DOCUMENT EXTRACT:
►

Commanders and leaders
- Henry Lawton: Joaquín Vara de Rey † Salvador Díaz Ordóñez (WIA)

Strength
- 18,000 4 field guns: 500 2 field guns

Casualties and losses
- 80–205 dead 1,200 wounded: 38 killed 138 wounded 160 captured

= Battle of El Caney =

Battle of the Spanish-American War

The Battle of El Caney was fought on July 1, 1898, during the Spanish-American War. 600 Spanish soldiers held for twelve hours, until they ran out of ammunition, against Henry W. Lawton's 5th US Division, made up of 6,899 men. This action temporarily delayed the American advance on the San Juan Hills, as had been requested of General William Rufus Shafter. Nevertheless, American forces advanced on San Juan Hill the same day. Though encountering spirited resistance similar to El Caney, the Americans were ultimately victorious, culminating in the capitulation of the Spanish garrison.

◄

EXCERPTED DATA:
►

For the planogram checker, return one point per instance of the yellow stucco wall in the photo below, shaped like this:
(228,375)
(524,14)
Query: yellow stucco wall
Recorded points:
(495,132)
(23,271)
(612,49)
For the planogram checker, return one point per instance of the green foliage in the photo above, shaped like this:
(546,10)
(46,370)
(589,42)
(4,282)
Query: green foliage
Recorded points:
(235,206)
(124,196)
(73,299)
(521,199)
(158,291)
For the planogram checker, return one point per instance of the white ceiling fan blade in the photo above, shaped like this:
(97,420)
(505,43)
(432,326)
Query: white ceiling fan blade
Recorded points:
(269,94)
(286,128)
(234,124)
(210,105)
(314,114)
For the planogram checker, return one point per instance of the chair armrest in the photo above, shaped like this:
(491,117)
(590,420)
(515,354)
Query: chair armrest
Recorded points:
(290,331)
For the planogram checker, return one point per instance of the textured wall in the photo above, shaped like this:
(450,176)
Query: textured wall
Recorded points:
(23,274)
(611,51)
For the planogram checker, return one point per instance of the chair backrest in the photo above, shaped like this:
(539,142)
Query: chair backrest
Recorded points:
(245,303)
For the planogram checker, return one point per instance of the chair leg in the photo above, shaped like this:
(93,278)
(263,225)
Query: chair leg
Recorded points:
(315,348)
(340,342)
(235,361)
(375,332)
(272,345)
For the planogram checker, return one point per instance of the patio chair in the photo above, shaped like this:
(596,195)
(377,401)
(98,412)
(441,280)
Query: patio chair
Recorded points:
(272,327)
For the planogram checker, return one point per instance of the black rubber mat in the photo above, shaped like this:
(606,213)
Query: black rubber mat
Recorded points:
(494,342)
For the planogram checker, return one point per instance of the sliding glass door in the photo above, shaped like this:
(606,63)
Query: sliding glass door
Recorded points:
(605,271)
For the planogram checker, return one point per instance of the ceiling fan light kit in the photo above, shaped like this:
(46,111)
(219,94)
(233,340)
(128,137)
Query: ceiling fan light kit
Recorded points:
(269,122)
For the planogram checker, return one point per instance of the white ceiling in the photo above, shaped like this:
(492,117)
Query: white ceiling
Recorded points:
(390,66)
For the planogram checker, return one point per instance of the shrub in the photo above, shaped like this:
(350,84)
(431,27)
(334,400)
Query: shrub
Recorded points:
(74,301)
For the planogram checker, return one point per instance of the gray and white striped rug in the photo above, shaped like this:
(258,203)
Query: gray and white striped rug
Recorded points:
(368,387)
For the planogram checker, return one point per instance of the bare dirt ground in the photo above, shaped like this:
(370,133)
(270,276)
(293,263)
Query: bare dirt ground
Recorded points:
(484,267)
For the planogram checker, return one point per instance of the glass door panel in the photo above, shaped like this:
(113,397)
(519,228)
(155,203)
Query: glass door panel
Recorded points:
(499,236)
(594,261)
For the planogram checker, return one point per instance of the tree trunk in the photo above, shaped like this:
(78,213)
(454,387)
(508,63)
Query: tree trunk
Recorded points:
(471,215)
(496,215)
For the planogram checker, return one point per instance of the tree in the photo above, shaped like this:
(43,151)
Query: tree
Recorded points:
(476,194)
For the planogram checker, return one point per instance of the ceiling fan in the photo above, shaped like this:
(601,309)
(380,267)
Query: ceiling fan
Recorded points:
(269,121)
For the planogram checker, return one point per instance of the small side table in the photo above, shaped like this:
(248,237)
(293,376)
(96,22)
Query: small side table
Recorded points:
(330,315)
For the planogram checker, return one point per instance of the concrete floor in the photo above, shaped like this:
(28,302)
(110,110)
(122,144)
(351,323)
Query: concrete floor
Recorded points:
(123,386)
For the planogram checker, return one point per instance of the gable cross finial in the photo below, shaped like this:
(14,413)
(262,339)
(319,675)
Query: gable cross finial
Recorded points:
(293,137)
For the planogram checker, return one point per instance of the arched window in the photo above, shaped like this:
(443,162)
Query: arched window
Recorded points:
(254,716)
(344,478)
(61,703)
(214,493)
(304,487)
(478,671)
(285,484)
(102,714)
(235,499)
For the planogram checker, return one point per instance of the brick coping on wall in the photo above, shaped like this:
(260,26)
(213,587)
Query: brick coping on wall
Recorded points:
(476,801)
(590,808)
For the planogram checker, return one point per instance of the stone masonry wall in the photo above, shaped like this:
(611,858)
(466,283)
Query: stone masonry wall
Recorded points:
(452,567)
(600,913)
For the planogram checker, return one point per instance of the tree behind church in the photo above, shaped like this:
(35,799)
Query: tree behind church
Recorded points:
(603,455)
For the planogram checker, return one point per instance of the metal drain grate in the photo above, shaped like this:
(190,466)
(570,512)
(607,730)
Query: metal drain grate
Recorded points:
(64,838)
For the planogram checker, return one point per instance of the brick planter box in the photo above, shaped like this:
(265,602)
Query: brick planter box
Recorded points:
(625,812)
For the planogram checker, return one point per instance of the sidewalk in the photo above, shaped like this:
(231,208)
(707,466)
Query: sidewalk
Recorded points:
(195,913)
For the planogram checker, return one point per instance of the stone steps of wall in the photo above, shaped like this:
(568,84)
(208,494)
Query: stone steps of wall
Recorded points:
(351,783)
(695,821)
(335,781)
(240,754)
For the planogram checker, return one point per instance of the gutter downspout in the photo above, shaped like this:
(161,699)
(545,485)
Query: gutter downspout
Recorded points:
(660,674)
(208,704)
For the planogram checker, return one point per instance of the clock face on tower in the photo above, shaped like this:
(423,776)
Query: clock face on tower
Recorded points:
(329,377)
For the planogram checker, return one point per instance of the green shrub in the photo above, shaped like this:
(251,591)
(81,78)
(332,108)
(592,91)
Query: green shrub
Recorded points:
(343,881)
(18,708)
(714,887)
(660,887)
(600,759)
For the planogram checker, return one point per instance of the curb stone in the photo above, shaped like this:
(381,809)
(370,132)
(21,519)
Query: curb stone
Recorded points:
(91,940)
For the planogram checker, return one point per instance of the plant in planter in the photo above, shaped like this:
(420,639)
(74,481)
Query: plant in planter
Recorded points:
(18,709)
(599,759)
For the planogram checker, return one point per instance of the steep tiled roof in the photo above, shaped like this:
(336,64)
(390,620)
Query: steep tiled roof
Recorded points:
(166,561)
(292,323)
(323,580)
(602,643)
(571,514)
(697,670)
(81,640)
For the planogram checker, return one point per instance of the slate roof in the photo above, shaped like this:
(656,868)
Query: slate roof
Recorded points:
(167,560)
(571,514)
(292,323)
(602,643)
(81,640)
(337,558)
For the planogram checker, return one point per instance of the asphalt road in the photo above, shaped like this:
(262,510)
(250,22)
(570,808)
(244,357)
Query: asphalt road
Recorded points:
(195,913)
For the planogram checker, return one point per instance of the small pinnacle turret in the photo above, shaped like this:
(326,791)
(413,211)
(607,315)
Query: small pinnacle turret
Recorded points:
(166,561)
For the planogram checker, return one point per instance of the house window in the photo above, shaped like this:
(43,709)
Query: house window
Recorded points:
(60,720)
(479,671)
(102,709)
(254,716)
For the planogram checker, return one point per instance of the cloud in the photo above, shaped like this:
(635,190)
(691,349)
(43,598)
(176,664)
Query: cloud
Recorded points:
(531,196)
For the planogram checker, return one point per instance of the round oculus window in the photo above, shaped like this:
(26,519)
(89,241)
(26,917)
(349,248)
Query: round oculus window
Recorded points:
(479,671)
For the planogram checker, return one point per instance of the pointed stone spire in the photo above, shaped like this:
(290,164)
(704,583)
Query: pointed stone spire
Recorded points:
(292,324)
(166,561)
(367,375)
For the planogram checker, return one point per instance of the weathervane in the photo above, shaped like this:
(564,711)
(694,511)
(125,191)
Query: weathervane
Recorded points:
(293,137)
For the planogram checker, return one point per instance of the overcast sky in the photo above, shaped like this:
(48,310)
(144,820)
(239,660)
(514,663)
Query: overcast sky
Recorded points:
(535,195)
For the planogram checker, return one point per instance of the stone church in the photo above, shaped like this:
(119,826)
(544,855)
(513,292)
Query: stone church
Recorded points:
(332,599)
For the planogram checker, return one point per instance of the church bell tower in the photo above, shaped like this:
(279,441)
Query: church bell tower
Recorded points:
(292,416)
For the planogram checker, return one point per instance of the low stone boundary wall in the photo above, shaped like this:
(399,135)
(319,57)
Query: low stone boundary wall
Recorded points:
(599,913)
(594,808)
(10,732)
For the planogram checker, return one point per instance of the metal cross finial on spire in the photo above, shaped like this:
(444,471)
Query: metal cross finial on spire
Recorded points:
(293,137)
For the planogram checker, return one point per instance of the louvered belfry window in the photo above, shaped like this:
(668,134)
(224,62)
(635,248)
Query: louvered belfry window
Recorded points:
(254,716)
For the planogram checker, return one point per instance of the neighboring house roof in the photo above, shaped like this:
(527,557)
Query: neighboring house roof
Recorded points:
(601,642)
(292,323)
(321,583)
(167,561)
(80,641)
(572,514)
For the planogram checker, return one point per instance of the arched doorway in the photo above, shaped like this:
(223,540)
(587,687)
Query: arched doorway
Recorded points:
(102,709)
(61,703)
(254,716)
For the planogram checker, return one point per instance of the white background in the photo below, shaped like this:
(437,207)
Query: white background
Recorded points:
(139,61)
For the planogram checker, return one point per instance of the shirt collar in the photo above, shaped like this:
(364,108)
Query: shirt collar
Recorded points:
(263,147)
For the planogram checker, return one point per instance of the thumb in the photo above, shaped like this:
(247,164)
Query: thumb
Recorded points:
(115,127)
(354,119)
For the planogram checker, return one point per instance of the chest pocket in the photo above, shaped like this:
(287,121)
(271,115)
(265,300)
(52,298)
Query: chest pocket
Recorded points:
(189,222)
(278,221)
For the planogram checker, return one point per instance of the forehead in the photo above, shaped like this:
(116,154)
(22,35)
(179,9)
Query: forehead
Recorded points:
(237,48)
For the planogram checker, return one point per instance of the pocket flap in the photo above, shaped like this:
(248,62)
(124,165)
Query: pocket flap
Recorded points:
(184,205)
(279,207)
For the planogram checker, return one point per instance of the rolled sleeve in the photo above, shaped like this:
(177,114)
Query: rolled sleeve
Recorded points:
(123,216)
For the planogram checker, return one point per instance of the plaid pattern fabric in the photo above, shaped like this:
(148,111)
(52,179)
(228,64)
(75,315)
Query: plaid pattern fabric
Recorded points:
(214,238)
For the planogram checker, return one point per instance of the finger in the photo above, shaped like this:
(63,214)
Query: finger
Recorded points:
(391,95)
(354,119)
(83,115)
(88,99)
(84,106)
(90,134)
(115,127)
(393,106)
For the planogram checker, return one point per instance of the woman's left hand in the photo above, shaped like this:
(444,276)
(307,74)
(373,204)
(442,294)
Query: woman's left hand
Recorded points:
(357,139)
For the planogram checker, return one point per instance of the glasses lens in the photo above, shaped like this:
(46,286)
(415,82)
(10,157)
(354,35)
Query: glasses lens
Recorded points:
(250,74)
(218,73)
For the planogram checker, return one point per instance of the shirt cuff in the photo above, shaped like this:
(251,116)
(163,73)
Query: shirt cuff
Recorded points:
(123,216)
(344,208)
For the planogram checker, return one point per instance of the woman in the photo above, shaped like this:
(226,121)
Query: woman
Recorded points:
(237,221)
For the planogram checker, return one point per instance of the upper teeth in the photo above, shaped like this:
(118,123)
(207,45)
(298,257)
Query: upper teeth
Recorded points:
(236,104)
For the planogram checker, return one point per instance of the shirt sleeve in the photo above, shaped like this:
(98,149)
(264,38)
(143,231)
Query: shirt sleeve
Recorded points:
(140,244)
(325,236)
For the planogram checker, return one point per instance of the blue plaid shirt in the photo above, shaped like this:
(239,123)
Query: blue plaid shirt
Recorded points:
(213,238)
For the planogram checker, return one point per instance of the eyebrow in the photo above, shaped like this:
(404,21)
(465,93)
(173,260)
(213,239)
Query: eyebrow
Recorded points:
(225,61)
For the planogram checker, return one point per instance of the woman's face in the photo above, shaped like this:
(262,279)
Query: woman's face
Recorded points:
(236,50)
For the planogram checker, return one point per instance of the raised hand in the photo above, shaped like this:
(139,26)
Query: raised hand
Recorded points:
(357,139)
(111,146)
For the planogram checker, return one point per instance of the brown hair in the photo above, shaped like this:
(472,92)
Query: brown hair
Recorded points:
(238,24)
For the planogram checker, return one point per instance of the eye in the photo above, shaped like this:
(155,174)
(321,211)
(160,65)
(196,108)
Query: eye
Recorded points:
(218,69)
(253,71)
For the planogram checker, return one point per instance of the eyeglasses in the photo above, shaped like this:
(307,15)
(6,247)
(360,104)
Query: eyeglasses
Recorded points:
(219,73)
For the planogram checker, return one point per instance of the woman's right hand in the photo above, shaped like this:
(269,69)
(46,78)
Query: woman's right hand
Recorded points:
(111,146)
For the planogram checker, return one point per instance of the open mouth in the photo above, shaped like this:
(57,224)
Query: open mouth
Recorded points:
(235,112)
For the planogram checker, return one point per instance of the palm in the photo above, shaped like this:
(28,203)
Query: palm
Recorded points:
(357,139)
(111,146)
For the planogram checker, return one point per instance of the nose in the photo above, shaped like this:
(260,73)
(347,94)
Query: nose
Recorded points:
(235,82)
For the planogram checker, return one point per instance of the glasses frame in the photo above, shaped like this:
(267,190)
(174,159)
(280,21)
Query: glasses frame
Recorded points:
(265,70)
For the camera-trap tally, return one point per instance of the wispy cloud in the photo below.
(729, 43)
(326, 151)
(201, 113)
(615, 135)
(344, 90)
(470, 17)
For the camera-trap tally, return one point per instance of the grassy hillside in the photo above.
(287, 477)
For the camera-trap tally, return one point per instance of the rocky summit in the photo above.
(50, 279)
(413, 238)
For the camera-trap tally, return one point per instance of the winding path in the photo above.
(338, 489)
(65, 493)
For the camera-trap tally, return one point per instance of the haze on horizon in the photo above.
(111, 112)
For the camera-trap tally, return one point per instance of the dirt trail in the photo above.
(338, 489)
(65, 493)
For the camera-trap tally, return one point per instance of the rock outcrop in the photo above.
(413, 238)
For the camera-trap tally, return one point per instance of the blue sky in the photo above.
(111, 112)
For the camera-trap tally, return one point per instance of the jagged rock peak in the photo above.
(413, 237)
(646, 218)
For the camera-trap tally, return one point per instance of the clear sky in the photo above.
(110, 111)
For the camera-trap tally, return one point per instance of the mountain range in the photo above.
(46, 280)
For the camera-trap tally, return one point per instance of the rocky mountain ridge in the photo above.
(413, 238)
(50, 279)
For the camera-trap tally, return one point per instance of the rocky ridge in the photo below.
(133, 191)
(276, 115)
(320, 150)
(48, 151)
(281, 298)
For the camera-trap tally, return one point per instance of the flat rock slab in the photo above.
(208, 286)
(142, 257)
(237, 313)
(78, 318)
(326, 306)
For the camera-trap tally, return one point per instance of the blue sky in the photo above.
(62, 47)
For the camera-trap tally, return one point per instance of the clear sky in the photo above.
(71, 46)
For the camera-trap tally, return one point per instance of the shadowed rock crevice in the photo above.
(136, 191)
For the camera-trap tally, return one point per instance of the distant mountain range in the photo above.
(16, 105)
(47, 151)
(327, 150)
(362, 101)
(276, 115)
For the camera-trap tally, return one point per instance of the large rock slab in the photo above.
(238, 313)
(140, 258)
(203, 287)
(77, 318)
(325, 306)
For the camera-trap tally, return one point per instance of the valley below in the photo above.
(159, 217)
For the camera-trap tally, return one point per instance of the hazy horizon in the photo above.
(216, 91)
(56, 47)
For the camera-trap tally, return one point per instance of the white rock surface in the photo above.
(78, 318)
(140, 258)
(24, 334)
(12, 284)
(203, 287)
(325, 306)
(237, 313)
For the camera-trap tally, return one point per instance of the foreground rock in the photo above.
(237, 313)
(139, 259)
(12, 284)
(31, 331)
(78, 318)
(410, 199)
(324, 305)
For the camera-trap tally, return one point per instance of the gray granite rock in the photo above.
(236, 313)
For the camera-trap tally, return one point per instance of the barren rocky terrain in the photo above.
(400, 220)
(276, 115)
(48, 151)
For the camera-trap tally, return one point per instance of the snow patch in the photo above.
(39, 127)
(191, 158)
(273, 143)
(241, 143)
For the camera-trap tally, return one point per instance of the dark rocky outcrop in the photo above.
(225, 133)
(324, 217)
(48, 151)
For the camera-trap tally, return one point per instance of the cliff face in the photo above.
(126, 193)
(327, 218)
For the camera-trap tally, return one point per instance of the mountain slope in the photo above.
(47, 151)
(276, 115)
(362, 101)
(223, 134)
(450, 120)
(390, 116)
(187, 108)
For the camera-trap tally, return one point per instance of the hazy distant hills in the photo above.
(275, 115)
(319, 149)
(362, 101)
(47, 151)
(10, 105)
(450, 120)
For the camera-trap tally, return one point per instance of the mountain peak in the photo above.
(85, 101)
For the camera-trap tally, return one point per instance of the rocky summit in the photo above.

◄

THINGS TO DO:
- A) Please write out the part of the Battle of El Caney text that opens with the words containing "Casualties and losses" and closes with "the Spanish garrison.".
- B) Carry the Battle of El Caney text forward from its last sentence.
The lines come from a separate source.

EXPECTED RESULTS:
- A)
Casualties and losses
- 80–205 dead 1,200 wounded: 38 killed 138 wounded 160 captured

= Battle of El Caney =

Battle of the Spanish-American War

The Battle of El Caney was fought on July 1, 1898, during the Spanish-American War. 600 Spanish soldiers held for twelve hours, until they ran out of ammunition, against Henry W. Lawton's 5th US Division, made up of 6,899 men. This action temporarily delayed the American advance on the San Juan Hills, as had been requested of General William Rufus Shafter. Nevertheless, American forces advanced on San Juan Hill the same day. Though encountering spirited resistance similar to El Caney, the Americans were ultimately victorious, culminating in the capitulation of the Spanish garrison.

- B)
==Background==

At El Caney, Cuba, 514 Spanish regular soldiers, together with approximately 100 armed Spanish and Cubans loyal to Spain under the command of Brigadier General Joaquín Vara de Rey y Rubio were instructed to hold the northwest flank of Santiago de Cuba against the American 2nd Division, Fifth Army Corps, commanded by Brigadier General Henry W. Lawton.

==Battle==
Although the Spanish defenders had no machine guns, they were well equipped with modern smokeless powder rifles and a battery of two modern breech-loading 80mm mountain howitzers (Cañón de 8 cm Plasencia Modelo 1874, designed by Colonel Plasencia of the Spanish Army) that also utilized smokeless ammunition. The Spanish regular infantry was armed with fast-firing M1893 7mm Mauser rifles, while the loyalists were equipped with single-shot Remington Rolling Block rifles in .43 Spanish (using blackpowder). Denied promised reinforcements from Santiago, Vara de Rey and his forces held over 6,000 Americans from their position for nearly twelve hours before retreating, preventing General Lawton's men from reinforcing the U.S. assault on San Juan Hill.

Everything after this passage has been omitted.